▸ **Task statement**
From the line containing "wanted | a pin on every instance of the green" to the final line of the entries, every line is to be reproduced exactly; no other line belongs in the output.

▸ **Data section**
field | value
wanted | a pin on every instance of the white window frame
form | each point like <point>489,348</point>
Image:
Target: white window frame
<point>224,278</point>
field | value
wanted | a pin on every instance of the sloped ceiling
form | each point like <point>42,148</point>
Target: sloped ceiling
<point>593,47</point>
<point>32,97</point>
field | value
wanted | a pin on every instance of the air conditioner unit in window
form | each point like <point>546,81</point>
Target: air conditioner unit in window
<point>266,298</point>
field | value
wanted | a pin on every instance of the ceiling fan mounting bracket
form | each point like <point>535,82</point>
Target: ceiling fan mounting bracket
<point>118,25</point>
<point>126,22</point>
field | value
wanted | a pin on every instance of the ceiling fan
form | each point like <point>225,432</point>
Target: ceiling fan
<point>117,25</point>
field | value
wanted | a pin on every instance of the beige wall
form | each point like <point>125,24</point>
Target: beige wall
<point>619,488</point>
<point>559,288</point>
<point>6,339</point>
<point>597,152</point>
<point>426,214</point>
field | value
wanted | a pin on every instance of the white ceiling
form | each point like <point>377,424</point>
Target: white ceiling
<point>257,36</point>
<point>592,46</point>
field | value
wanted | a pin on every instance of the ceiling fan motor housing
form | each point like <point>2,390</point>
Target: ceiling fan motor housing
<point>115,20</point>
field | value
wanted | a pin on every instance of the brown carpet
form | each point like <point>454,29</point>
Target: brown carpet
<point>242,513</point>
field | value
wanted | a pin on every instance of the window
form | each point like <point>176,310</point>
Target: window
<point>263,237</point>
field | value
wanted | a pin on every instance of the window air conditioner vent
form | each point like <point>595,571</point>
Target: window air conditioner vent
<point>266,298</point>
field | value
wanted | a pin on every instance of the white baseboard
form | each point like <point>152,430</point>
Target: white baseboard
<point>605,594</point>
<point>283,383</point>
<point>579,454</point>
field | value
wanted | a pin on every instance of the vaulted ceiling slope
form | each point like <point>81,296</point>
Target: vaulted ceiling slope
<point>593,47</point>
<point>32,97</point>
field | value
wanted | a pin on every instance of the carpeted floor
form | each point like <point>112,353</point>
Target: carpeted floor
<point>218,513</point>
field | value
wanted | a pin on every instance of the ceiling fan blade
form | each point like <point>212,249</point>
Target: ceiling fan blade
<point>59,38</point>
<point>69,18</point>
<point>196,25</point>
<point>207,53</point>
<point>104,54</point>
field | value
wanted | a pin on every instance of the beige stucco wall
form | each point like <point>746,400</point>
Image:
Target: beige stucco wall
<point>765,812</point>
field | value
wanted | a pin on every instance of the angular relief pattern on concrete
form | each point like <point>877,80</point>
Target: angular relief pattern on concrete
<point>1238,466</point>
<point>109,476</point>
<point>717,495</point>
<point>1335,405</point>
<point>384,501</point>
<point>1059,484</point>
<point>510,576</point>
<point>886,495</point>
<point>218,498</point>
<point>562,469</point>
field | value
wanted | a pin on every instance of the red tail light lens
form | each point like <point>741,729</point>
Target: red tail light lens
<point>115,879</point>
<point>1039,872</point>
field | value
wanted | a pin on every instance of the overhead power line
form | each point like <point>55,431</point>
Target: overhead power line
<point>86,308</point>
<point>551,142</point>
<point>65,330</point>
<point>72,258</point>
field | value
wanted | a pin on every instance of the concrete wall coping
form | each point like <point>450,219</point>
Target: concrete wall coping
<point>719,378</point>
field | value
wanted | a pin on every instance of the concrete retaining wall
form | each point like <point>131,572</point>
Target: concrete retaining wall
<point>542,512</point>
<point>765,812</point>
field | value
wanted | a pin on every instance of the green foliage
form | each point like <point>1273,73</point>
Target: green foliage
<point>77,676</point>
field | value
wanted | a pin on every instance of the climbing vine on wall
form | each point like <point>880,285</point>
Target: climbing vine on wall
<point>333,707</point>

▸ **Output for this task**
wanted | a pin on every instance of the green foliage
form | each point like <point>1273,73</point>
Target: green foliage
<point>77,676</point>
field | value
wanted | a pin on every instance of the climbing vine on wall
form | each point like <point>880,285</point>
Target: climbing vine on wall
<point>333,707</point>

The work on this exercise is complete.